### PROMPT
Can you print the data below verbatim, starting at its first line and ending with the line containing "point(133, 350)", with both of those lines included?

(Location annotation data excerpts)

# # # # # # #

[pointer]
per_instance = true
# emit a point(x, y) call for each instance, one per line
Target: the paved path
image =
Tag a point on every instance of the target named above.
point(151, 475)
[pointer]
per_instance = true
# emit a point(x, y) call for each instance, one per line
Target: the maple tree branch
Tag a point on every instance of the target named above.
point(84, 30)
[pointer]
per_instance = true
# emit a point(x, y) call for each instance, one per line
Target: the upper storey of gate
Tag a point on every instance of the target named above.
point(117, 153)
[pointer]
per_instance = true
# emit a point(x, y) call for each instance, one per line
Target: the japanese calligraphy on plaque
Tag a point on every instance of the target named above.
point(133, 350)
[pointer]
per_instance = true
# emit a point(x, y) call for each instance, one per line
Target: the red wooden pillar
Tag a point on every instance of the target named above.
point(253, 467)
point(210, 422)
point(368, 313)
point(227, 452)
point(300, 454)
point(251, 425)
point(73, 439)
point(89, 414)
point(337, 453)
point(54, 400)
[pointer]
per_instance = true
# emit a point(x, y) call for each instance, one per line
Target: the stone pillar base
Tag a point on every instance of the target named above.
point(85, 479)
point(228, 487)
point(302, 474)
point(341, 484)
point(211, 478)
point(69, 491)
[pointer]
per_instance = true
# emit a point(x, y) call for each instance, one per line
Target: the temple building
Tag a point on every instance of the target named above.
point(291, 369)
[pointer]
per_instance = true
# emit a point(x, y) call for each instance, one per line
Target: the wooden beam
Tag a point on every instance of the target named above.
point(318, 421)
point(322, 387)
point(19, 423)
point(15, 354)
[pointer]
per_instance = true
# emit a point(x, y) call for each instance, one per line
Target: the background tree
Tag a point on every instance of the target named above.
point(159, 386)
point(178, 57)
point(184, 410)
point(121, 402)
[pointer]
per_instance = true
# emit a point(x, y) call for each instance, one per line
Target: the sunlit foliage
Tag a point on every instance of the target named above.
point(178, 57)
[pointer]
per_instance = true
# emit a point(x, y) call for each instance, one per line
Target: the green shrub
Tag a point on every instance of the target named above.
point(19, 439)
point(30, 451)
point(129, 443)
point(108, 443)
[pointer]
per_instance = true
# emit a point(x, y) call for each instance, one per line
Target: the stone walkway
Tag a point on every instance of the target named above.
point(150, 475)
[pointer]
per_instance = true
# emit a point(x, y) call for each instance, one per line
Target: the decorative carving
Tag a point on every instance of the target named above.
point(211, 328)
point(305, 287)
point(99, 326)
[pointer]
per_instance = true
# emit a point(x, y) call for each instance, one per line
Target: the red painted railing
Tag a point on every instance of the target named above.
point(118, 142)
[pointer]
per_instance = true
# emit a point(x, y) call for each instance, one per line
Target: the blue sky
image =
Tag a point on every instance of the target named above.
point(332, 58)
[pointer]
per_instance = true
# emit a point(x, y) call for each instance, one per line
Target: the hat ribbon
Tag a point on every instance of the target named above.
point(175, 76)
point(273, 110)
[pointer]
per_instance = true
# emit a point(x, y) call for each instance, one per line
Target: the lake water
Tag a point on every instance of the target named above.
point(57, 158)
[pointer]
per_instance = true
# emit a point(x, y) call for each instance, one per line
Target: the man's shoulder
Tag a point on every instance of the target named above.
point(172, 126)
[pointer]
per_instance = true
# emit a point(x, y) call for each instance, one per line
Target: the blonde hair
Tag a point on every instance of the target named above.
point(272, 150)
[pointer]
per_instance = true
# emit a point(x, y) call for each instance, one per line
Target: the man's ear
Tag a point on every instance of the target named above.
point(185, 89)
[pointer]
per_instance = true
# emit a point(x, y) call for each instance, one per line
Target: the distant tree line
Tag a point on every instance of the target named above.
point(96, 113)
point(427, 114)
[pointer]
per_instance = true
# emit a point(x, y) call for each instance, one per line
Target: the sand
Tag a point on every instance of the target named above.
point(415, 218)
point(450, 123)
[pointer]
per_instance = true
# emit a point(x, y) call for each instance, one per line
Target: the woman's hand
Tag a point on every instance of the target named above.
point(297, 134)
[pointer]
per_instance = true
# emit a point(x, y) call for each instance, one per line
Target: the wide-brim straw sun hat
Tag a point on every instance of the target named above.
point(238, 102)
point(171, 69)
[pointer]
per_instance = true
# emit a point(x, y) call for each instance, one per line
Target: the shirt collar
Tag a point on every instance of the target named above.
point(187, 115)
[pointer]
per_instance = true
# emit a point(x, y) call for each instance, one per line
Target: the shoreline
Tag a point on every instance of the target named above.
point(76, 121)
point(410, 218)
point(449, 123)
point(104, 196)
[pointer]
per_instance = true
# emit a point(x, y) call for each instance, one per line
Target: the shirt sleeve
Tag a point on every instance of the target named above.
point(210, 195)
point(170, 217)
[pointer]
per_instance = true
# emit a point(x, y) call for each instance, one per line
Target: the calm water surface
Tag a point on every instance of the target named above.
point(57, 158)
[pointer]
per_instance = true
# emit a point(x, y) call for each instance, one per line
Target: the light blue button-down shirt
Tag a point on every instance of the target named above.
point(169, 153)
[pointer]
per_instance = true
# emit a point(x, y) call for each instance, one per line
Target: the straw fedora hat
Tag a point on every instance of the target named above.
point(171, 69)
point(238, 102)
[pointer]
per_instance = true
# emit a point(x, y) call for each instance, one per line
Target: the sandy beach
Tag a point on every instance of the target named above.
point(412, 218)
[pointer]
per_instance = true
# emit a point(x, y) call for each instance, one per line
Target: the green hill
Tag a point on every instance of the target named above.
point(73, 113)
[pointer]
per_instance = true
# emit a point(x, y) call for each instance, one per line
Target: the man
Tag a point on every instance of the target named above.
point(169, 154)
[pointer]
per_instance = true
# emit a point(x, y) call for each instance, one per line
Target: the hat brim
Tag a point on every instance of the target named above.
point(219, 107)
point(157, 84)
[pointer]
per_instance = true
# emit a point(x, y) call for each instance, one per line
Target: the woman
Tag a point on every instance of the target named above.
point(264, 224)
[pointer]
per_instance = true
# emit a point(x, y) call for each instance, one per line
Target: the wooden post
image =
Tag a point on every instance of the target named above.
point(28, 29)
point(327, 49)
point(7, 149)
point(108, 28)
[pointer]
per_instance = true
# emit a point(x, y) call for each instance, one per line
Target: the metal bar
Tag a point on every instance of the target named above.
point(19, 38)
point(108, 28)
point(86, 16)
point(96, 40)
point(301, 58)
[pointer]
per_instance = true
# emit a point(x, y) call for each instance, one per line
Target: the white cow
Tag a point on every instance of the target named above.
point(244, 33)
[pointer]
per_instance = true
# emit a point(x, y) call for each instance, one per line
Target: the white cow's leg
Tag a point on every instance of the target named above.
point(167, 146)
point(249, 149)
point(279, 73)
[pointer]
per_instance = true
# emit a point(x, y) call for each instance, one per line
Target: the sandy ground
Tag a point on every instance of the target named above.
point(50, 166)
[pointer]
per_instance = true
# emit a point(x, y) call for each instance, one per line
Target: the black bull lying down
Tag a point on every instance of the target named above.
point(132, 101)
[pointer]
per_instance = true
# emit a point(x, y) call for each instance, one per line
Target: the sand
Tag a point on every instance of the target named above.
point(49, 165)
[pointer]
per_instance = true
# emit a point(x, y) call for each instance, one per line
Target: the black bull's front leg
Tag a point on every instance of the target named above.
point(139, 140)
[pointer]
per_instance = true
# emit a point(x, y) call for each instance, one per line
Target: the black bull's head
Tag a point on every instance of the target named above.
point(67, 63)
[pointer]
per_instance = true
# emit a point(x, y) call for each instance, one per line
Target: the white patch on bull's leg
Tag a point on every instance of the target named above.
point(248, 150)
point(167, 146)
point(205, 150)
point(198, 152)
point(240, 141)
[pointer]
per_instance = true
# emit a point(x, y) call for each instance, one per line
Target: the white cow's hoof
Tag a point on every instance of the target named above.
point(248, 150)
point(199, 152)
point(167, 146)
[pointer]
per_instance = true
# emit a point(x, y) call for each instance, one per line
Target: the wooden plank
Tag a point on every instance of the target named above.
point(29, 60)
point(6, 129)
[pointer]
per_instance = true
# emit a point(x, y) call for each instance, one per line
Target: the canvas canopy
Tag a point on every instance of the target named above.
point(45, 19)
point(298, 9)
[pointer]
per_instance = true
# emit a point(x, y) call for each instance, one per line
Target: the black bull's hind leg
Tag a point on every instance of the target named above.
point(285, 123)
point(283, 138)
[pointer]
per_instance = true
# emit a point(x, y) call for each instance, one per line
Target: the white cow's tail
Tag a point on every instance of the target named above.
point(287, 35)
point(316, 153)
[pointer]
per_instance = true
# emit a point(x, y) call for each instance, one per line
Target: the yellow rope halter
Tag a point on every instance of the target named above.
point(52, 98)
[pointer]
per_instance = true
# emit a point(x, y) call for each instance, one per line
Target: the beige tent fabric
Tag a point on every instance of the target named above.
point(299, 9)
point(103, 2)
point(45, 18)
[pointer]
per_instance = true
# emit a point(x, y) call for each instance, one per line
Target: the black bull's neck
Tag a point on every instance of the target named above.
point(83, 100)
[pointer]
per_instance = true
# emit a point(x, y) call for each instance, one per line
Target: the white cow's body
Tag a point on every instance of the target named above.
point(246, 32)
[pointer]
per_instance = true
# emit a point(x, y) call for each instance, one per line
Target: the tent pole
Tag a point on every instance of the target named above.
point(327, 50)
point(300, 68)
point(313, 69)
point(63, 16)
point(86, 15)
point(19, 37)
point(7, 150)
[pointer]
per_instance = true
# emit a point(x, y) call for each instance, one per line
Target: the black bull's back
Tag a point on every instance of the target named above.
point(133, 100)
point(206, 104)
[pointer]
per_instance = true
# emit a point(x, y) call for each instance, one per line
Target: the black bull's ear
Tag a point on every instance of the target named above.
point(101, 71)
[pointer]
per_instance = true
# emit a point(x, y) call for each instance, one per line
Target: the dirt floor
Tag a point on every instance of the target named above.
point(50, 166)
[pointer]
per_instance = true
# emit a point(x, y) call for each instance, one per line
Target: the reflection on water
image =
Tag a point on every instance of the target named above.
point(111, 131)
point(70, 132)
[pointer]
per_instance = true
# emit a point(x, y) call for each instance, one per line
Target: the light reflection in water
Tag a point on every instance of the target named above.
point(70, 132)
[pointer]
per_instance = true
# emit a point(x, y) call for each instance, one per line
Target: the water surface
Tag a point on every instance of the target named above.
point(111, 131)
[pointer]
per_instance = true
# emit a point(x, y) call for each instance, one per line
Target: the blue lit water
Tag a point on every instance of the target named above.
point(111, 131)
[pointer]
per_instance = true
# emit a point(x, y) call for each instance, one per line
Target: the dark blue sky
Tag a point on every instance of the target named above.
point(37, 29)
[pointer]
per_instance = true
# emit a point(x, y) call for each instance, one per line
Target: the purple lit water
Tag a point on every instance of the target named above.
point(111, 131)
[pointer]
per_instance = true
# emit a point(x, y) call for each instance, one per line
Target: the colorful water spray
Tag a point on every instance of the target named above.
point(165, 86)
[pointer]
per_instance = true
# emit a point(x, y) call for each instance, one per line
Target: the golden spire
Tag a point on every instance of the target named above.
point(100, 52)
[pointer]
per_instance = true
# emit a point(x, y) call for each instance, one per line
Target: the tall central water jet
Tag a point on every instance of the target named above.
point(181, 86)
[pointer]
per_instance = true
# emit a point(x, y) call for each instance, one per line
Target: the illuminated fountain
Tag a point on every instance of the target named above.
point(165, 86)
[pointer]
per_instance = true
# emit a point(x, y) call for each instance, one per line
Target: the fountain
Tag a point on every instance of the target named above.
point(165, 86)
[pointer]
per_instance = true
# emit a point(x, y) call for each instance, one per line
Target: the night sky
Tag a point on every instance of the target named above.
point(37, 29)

# # # # # # #

### WRITTEN ANSWER
[pointer]
per_instance = true
# emit a point(x, y) call for each instance, one per line
Target: the paved path
image =
Tag a point on every instance of the target named above.
point(151, 475)
[pointer]
per_instance = true
# emit a point(x, y) call for each instance, one per line
Target: the maple tree branch
Tag a point on every instance of the target named above.
point(84, 30)
[pointer]
per_instance = true
# emit a point(x, y) call for each instance, one per line
Target: the upper storey of gate
Tag a point on every instance of the target named above.
point(117, 153)
[pointer]
per_instance = true
# emit a point(x, y) call for each instance, one per line
Target: the japanese calligraphy on plaque
Tag a point on every instance of the target named above.
point(133, 350)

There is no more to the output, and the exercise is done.